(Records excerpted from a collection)

++++++++

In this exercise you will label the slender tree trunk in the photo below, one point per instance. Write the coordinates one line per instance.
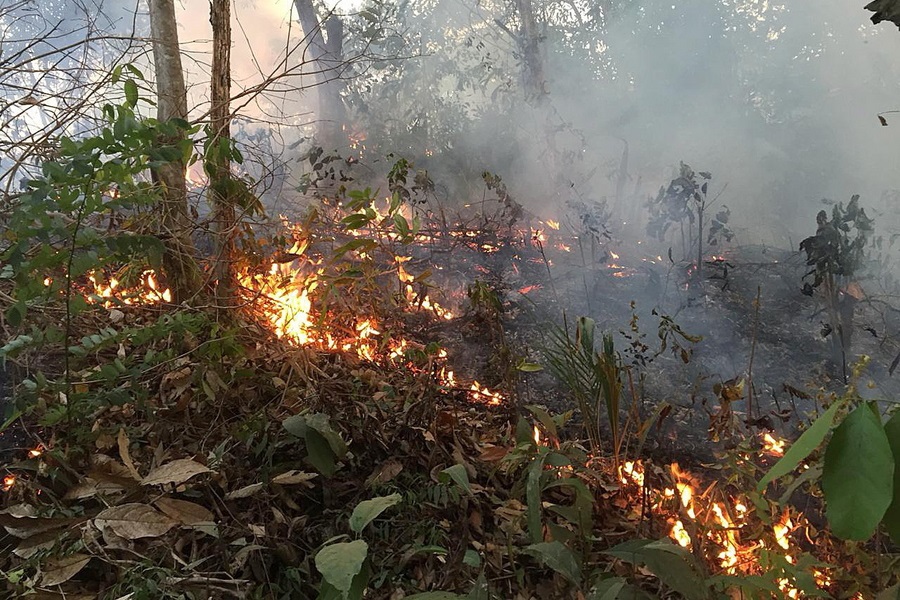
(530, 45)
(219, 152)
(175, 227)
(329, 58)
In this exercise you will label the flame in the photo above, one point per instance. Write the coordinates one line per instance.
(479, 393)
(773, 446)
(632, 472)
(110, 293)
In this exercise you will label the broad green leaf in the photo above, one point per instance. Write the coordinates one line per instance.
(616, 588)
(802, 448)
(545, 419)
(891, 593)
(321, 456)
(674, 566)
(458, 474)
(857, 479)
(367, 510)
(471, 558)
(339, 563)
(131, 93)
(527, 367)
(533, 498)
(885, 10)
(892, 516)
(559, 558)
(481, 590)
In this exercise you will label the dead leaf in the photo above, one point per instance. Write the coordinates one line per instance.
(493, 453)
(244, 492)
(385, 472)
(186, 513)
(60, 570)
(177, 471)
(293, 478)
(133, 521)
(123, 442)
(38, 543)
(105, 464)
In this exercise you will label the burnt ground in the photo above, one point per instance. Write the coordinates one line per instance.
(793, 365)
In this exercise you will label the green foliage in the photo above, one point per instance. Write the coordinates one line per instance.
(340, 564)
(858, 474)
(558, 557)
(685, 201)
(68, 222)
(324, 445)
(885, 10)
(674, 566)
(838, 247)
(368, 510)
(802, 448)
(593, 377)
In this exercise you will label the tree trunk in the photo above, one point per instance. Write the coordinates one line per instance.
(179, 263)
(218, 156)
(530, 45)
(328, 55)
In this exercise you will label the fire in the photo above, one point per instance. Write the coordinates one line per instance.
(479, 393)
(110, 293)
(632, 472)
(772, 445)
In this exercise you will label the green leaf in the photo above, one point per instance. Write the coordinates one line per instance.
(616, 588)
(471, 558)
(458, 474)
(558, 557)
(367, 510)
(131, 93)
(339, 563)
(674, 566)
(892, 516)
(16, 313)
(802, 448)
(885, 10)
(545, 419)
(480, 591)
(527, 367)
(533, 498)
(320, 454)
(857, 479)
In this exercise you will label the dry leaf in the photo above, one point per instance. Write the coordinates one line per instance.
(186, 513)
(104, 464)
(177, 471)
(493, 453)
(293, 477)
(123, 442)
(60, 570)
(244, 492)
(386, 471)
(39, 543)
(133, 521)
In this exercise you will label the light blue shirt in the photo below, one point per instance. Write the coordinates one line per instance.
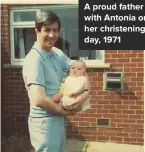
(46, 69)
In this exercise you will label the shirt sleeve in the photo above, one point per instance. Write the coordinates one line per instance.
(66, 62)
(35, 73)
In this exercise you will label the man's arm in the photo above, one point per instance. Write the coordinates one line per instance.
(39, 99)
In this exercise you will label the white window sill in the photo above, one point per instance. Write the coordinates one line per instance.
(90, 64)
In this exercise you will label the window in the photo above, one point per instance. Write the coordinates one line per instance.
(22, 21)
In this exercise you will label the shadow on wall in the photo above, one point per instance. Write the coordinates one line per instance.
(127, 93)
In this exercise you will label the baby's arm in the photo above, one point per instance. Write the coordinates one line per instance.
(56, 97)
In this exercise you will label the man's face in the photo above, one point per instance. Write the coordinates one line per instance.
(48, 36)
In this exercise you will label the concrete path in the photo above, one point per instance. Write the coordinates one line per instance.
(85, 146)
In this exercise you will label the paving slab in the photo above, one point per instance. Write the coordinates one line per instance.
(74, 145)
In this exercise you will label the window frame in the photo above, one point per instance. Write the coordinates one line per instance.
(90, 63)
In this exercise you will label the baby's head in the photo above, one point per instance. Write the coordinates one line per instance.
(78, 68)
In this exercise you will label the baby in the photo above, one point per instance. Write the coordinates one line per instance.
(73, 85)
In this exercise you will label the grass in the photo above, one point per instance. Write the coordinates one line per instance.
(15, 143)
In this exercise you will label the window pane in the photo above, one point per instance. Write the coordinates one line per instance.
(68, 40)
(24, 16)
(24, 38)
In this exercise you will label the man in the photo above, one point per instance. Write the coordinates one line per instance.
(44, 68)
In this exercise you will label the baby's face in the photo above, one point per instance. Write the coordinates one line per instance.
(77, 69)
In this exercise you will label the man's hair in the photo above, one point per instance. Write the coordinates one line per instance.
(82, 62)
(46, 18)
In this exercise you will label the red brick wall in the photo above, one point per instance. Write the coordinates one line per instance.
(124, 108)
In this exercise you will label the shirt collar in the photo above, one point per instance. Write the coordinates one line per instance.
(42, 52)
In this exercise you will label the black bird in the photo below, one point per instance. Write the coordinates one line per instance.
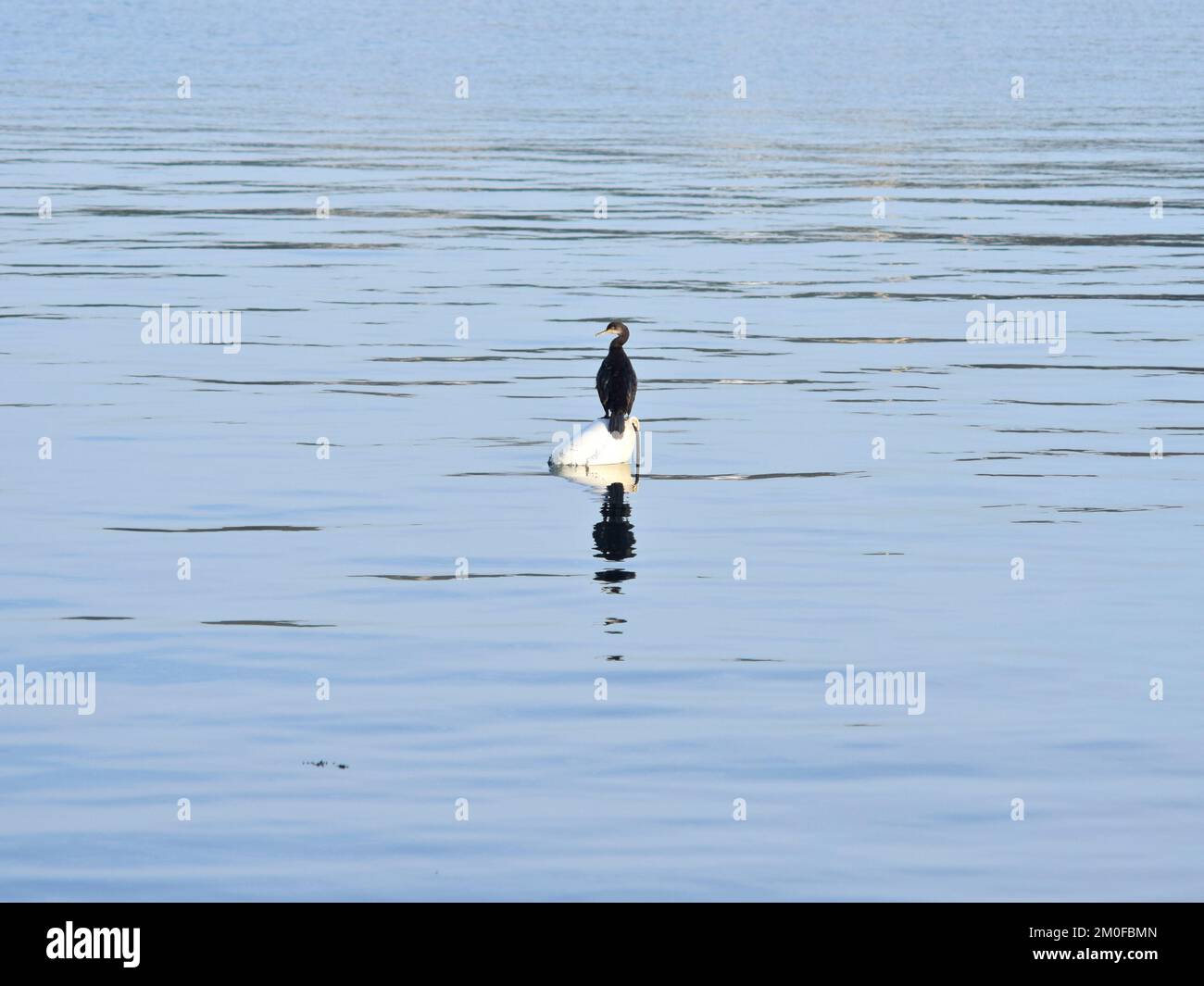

++++++++

# What needs to be done
Lines from the one with "In this exercise you will label the red" through the final line of the records are the whole answer; print them exactly, minus any pictures.

# Exercise answer
In this exercise you will label the red brick wall in the photo above, one point per instance. Write the coordinates one line per instance.
(124, 108)
In this exercise you will label the shirt collar in the photo above, one point per instance. Write the coordinates one line per instance.
(42, 52)
In this exercise you will label the black bird in the photo below, one point per instance. Write the coordinates one line per instance.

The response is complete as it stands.